_RAW DATA_:
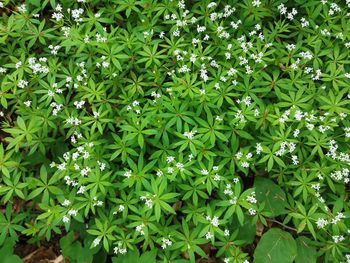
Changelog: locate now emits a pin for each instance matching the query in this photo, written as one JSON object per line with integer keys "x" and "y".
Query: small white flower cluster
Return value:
{"x": 338, "y": 238}
{"x": 321, "y": 223}
{"x": 166, "y": 243}
{"x": 251, "y": 198}
{"x": 340, "y": 175}
{"x": 37, "y": 67}
{"x": 119, "y": 250}
{"x": 73, "y": 121}
{"x": 104, "y": 64}
{"x": 134, "y": 106}
{"x": 155, "y": 96}
{"x": 213, "y": 221}
{"x": 57, "y": 15}
{"x": 148, "y": 200}
{"x": 189, "y": 135}
{"x": 54, "y": 49}
{"x": 120, "y": 209}
{"x": 333, "y": 9}
{"x": 140, "y": 229}
{"x": 304, "y": 22}
{"x": 71, "y": 212}
{"x": 22, "y": 84}
{"x": 282, "y": 149}
{"x": 284, "y": 11}
{"x": 96, "y": 242}
{"x": 66, "y": 31}
{"x": 76, "y": 13}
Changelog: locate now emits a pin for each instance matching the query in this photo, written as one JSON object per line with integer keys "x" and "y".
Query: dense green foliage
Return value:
{"x": 173, "y": 131}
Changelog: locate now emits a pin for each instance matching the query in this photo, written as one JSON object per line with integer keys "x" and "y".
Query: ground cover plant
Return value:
{"x": 175, "y": 131}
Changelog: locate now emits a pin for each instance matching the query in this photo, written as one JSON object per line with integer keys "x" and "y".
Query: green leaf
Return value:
{"x": 6, "y": 253}
{"x": 275, "y": 246}
{"x": 306, "y": 252}
{"x": 270, "y": 193}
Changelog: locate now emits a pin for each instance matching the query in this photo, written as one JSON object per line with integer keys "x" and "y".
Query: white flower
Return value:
{"x": 96, "y": 242}
{"x": 208, "y": 235}
{"x": 65, "y": 219}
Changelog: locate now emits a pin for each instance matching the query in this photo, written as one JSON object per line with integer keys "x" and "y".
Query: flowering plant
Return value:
{"x": 176, "y": 131}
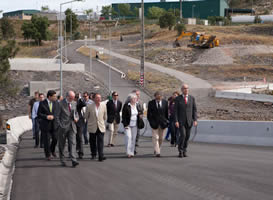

_WHAT YOU HAVE TO DO_:
Reproduce every entry exactly, but omit each picture.

_SOLUTION_:
Changelog: locate now emits a pin for each instance matching the query in this photo, written as one JSON object per line with integer keys "x" and "y".
Query: small white flower cluster
Return value:
{"x": 338, "y": 238}
{"x": 321, "y": 223}
{"x": 166, "y": 243}
{"x": 251, "y": 198}
{"x": 340, "y": 175}
{"x": 37, "y": 67}
{"x": 119, "y": 250}
{"x": 73, "y": 121}
{"x": 104, "y": 64}
{"x": 134, "y": 106}
{"x": 155, "y": 96}
{"x": 213, "y": 221}
{"x": 57, "y": 15}
{"x": 148, "y": 200}
{"x": 189, "y": 135}
{"x": 54, "y": 49}
{"x": 120, "y": 209}
{"x": 333, "y": 9}
{"x": 140, "y": 229}
{"x": 304, "y": 22}
{"x": 71, "y": 212}
{"x": 22, "y": 84}
{"x": 282, "y": 149}
{"x": 284, "y": 11}
{"x": 96, "y": 242}
{"x": 66, "y": 31}
{"x": 76, "y": 13}
Changelog: locate now emits a pin for each instance matching the query in this photo, written as one JSON object per line with integer keys "x" and "y".
Query: dense green foliage
Return value:
{"x": 173, "y": 131}
Changelog: locate now emits a pin for each instance matching the query in this photo, written as one JSON object per line with integer keys "x" and "y".
Query: ground cover plant
Return value:
{"x": 175, "y": 131}
Changelog: locate now emits a pin for each instance matching the query in this photo, written as one JSON object per line with integer keys "x" and "y".
Query: green leaf
Return value:
{"x": 6, "y": 253}
{"x": 275, "y": 246}
{"x": 306, "y": 252}
{"x": 270, "y": 193}
Changelog: locate now emits a pin for each instance matching the query in this photo, written as one JSON object per line with integer keys "x" and "y".
Query: white flower
Return value:
{"x": 96, "y": 242}
{"x": 208, "y": 235}
{"x": 65, "y": 219}
Changelog: locate now emits a pin for each instance matching the query in this photo, written as one JSON object per line with integer keys "x" and "y".
Query: flowering plant
Return value:
{"x": 176, "y": 131}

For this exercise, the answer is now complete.